Given text:
§ §
Leaf and cantilever springs: the most reliable FDM spring
When you need a part to push, grip, or return to its place, the first instinct is to print a coil spring. That is almost always the wrong path. A printed coil stacks its layers in the worst possible direction, delaminates by the third cycle, and loses force without warning. The spring that actually holds up in FDM has no coils: it is a plain cantilever beam, a leaf that flexes and springs back. It is the most robust geometry you can ask a printer for, and it is what underlies every snap-fit, every button, and every elastic clip that works. The whole craft is in understanding what governs its force and in getting the section and the layer orientation right.
Geometry sets the force, not the material

Within its elastic range, a cantilever beam behaves like a linear spring: the force it returns is proportional to how far you deflect the tip. The relation is F = 3EI·δ / L³, and it pays to read it term by term, because each one is a distinct design lever. δ is the deflection, how far you push the tip aside; E is the material modulus, the material's intrinsic stiffness; L is the length of the arm; and I is the section's moment of inertia. For a rectangular leaf, I = b·h³/12, where h is the section dimension measured in the direction the leaf flexes and b is the width perpendicular to that flexing. The distinction is not a technicality: h is the thickness the arm bends through, not necessarily the thinnest dimension of the part.
§ §
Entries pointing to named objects

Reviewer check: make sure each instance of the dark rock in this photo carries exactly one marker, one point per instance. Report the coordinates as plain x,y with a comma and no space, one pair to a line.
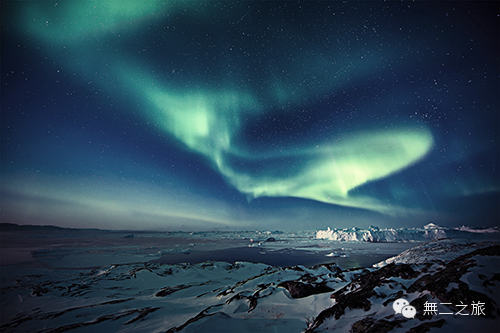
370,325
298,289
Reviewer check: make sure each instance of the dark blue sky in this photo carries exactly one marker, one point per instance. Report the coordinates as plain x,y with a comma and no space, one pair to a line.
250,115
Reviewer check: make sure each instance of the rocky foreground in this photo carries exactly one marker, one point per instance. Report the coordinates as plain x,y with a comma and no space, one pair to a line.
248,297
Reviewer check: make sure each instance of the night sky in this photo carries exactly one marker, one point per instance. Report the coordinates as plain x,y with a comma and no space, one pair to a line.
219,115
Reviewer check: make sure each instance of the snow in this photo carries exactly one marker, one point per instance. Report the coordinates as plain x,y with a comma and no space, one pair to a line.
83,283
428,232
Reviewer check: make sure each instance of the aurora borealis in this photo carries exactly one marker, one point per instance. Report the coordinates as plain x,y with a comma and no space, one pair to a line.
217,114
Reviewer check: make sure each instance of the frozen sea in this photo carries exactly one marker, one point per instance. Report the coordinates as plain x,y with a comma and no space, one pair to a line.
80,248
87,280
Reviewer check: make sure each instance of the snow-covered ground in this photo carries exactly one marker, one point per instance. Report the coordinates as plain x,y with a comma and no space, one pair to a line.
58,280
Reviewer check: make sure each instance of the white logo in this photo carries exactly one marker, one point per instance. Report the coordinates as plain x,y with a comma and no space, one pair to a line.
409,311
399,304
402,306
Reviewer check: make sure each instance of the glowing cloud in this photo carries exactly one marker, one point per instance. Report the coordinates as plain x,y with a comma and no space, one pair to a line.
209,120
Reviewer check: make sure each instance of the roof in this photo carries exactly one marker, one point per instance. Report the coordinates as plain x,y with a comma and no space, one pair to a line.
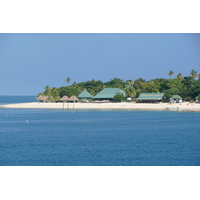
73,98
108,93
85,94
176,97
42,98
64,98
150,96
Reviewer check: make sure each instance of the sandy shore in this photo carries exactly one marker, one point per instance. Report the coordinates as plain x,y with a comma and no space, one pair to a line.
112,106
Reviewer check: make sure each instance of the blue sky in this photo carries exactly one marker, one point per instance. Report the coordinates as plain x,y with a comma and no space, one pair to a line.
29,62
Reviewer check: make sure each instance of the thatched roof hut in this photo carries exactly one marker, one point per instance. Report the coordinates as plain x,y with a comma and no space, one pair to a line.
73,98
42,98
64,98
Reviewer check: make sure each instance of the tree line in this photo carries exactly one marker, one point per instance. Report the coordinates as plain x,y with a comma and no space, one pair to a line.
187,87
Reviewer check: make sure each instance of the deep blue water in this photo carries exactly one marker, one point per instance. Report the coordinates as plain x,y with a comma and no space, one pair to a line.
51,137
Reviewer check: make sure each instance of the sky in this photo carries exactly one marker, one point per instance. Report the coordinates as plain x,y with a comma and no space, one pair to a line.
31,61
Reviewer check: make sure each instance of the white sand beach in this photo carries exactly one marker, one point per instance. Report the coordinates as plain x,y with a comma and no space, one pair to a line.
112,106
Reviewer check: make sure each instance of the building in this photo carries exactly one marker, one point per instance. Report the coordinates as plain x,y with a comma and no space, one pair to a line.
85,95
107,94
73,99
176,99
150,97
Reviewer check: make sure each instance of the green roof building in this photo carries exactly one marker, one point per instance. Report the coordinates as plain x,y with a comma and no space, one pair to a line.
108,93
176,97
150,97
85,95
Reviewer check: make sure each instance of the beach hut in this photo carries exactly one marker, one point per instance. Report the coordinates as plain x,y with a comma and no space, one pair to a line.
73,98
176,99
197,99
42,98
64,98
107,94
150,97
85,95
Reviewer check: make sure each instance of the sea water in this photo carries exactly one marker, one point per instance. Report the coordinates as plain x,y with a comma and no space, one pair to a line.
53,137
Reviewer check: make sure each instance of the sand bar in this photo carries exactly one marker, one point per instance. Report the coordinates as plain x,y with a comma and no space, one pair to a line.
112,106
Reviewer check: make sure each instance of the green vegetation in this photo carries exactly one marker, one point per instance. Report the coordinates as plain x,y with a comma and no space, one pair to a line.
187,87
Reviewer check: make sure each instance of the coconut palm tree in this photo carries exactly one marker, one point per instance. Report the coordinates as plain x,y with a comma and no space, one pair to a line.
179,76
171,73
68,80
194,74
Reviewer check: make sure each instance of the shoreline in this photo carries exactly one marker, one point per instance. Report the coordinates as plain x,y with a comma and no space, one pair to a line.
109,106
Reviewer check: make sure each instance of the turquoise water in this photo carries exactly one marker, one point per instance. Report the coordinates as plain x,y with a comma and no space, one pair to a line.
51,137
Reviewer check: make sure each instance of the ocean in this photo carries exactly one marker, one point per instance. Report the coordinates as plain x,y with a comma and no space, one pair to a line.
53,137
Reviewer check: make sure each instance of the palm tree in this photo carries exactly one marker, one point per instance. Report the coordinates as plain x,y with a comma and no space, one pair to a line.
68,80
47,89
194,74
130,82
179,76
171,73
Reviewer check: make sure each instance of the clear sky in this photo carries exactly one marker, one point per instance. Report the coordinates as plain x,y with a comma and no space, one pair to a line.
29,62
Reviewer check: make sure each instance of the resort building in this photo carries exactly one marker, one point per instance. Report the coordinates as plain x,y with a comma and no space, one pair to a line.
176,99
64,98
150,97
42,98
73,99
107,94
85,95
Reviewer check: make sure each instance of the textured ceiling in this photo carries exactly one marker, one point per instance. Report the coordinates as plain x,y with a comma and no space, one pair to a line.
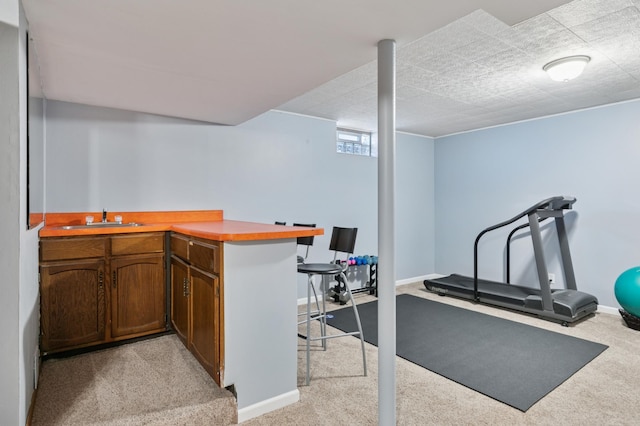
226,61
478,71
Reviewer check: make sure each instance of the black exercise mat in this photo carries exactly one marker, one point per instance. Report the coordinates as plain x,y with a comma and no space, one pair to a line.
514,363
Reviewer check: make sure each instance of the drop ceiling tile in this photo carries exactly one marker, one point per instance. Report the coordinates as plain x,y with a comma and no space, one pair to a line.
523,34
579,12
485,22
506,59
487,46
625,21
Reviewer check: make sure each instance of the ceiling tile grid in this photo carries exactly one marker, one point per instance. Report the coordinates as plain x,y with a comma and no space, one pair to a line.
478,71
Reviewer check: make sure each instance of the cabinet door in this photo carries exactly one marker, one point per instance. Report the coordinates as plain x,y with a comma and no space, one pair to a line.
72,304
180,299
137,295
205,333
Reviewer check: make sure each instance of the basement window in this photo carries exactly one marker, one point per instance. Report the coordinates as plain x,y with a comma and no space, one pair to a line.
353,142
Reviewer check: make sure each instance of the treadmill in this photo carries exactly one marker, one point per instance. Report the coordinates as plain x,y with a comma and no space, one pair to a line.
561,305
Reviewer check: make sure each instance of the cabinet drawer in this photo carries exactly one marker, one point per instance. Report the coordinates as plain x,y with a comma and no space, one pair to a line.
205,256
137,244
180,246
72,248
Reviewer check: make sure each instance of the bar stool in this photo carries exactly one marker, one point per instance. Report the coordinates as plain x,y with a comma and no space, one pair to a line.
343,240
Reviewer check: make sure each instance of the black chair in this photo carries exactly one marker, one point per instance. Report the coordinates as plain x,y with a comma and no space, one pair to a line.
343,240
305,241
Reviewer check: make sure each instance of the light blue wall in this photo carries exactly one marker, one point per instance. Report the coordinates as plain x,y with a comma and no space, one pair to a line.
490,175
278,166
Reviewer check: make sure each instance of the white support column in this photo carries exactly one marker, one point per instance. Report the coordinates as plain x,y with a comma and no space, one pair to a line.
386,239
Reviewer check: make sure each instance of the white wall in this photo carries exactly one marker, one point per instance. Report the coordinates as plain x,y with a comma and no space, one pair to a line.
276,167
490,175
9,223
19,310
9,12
§ §
Goal: Continue the article on printed leaf and cantilever springs above, starting after its last sentence.

Response to this task:
Those exponents are all the elastic behavior you need. The thickness h enters as a cube through I: double it and the stiffness goes up eightfold. The length enters as a cube in the denominator: double the length and the force drops to an eighth. The width b, by contrast, scales the force only linearly: double it and you double the force, no more. So you have three cranks of very different character, and the two cubic ones are brutal — a tenth of a millimeter of extra thickness stiffens the arm far more than you expect.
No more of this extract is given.